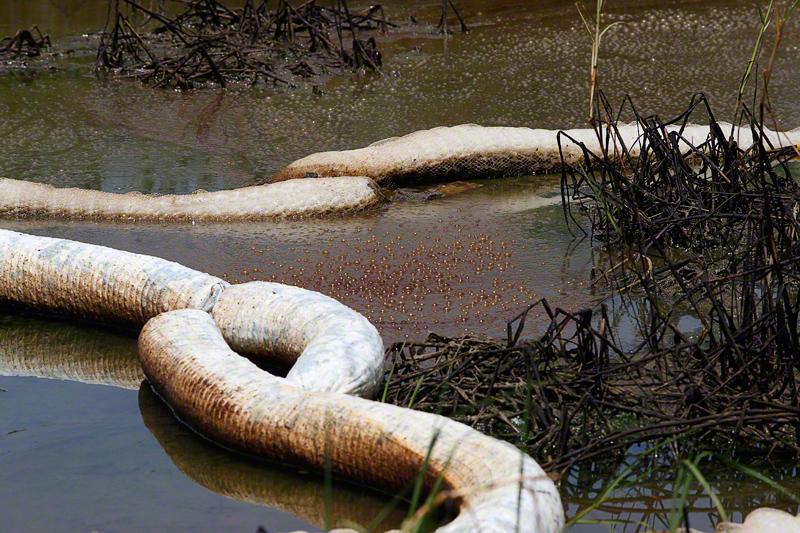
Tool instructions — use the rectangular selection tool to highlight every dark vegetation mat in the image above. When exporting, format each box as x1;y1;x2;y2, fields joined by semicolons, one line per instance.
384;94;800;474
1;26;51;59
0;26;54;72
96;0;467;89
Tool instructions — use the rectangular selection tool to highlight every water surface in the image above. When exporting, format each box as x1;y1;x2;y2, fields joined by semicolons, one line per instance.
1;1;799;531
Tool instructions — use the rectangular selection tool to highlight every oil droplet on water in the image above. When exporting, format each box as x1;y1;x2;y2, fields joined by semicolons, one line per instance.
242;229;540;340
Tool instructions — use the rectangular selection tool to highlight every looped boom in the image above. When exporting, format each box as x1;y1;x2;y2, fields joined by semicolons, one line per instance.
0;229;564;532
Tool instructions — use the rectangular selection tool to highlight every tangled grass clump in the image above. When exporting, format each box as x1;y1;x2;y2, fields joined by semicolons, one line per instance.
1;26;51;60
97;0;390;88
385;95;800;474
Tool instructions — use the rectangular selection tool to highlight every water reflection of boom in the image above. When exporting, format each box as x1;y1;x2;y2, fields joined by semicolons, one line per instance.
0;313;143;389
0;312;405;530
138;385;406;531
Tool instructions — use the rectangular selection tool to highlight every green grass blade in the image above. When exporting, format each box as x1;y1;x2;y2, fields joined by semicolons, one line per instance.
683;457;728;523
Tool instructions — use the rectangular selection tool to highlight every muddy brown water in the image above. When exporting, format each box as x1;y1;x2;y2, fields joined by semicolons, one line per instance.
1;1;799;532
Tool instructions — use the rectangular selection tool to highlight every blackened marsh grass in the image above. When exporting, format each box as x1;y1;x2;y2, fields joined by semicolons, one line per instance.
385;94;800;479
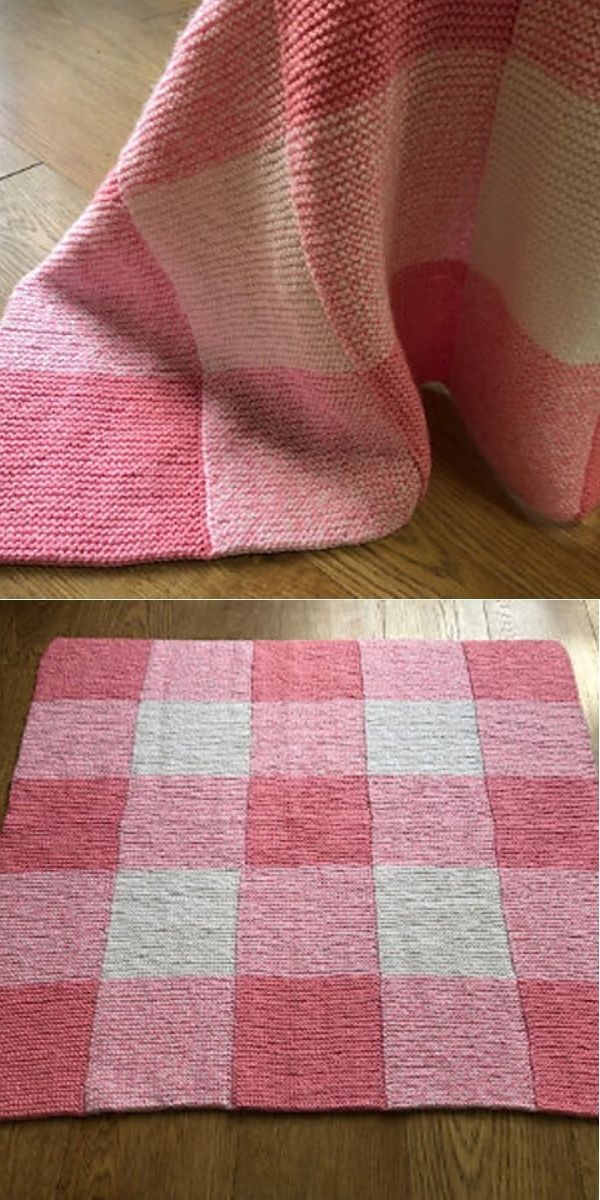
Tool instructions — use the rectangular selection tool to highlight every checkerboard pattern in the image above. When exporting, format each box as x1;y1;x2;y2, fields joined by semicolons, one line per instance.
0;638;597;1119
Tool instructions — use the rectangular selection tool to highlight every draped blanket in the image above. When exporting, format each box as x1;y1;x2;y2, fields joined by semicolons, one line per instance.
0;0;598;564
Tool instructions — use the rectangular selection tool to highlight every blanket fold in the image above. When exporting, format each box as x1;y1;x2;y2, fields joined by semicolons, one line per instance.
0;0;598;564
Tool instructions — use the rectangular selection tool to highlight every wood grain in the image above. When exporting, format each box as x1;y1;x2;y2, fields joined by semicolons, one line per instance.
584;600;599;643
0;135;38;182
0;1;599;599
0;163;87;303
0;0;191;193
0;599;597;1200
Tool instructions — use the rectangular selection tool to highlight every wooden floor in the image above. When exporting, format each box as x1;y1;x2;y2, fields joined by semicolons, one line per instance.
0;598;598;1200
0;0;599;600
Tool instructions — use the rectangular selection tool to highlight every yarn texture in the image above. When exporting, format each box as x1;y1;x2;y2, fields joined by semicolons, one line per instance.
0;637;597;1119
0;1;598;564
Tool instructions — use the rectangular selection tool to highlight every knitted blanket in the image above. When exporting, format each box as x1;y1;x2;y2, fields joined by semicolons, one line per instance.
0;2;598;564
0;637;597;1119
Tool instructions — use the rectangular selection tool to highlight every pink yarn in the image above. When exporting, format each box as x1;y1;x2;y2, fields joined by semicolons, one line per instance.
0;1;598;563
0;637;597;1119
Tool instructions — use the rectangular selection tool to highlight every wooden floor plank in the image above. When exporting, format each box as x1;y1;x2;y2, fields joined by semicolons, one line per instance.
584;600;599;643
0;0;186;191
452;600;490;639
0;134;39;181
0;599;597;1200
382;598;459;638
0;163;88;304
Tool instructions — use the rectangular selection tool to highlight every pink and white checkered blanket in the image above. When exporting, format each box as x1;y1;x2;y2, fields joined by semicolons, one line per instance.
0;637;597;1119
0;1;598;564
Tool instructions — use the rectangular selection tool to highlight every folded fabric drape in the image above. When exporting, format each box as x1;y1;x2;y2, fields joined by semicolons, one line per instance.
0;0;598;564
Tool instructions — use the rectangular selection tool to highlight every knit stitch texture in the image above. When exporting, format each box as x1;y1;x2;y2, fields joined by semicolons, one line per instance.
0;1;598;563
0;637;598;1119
☆ ☆ ☆
(The task)
What is needed is every line of the data above, set down exactly but with the images left out.

(Answer below)
Tool instructions — use the rectangular selection tool to highlight every dark vegetation mat in the image above. When exporting, format each box as x1;y1;x2;y2, fields joined by semicolons, one line per instance.
384;94;800;474
1;26;51;59
0;26;54;72
96;0;467;89
Tool instructions — use the rectangular selection tool to highlight every water surface in the image above. When exporting, format each box as x1;y1;x2;y2, fields joined by semicolons, one line per instance.
1;1;799;531
Tool instructions — use the rectangular selection tool to highlight every oil droplet on water in the image above. When exporting, format each box as x1;y1;x2;y2, fields joined by semicolons, one line per instance.
242;229;540;340
Tool instructions — use the rectangular selection tool to highlight every looped boom in the image above. When exporting, format each box as x1;y1;x2;y2, fields joined by semicolons, one line per instance.
0;229;564;532
Tool instructions — use the rectangular selection tool to highlight every tangled grass clump in the image above. When exporting, format each box as x1;y1;x2;y2, fields joined by semicolons, one line per instance.
1;26;51;60
97;0;390;88
385;95;800;474
Tool instructions — use the rectangular selection tool to highlight every water reflection of boom in the image above. When exporting, format each box as x1;y1;x2;y2, fields joined by semicolons, one line per instance.
0;313;143;389
0;312;405;530
138;385;406;531
Tool instructions — use the rectangular selection tool to highlight every green grass blade in the image above. When exporting, format each box as x1;y1;x2;y2, fields joined by semicolons, one line per instance.
683;457;728;523
Tool instructions — use the rectangular selection tool to highlight every muddy brown water in the image above. When exporting, format each box as x1;y1;x2;y2, fields joined by semicolons, one line per instance.
1;1;799;532
Tool instructions — use the rectangular selection tool to highlight every blackened marsh grass in the image above. When exporting, format each box as x1;y1;x2;y2, fields joined by semicolons, one line per instance.
385;94;800;479
Tool instructions — use the rectangular selection tool to highlight every checkerboard pattern in the image above. When exporting, format each box as x1;y1;x2;y2, fields joined by semicolons, one line per instance.
0;638;597;1119
Tool instructions — use the rectangular selection tool to highlight every draped blanket in the image above. When exporting, format each box as x1;y1;x2;y2, fields joined by semicolons, one line per instance.
0;0;598;564
Tool instructions — use the rectangular selection tool to highlight every blanket fold in the image above. When exporting, format each box as x1;y1;x2;y2, fields joined by semicolons, one line per instance.
0;0;598;564
Tool instructions — use the rectangular selection tool to highlight every wood grain in the image above. When exporting, format each box as x1;y1;x2;y2, fields joined by semicolons, one line per instance.
584;600;599;643
0;135;38;182
0;1;599;599
0;163;87;303
0;0;191;193
0;599;597;1200
Tool instructions — use the rectangular selection tool to highlight every wooden floor in the image above. When exporting, format each box as x1;y1;x2;y2, fields joined by semicolons, one line per instance.
0;598;598;1200
0;0;599;600
Tool instructions — use the rectangular selection tool to highlight every yarn texture in the image above. When exporting, format each box as x1;y1;x2;y2, fields joined by semicolons, one line per instance.
0;637;597;1119
0;1;598;564
Tool instructions — use the rectangular selection tool to highlight every knitted blanket in the image above. When exporting, format each box as x1;y1;x2;y2, fields joined by semicolons, one line per instance.
0;2;598;564
0;637;597;1119
Tool instructions — use the rectangular selection tool to highlight every pink yarn in the image above. When exporting, format each box as x1;y1;x2;y2, fields joined by semicolons, one line per instance.
0;1;598;563
0;637;597;1119
Tool instructions — use the rectangular selection tool to highlight every wooden floor plank in the image above. When exporting, format each box as x1;y1;x2;y2, fields joined by semicolons, one line per instance.
584;600;599;643
0;0;186;191
452;600;490;639
0;134;39;181
0;599;597;1200
382;598;459;638
0;163;88;304
Tool instructions — use the rectangular selection tool to highlight every pink and white checkered blanket in the image above. When exporting, format each box as x1;y1;x2;y2, fields joined by semicolons, one line per instance.
0;637;597;1119
0;1;598;564
Tool instructions — use the rectangular selection tool to highlight every folded fabric drape in the image above. When exporting, format each box as x1;y1;x2;y2, fields joined by semicolons, one line per instance.
0;0;598;564
Tool instructions — use the rectangular selection tool to highlight every knit stitch texture in the image above. When exporting, format each box as x1;y1;x2;y2, fields joined by semicolons, one line per instance.
0;1;598;563
0;637;598;1119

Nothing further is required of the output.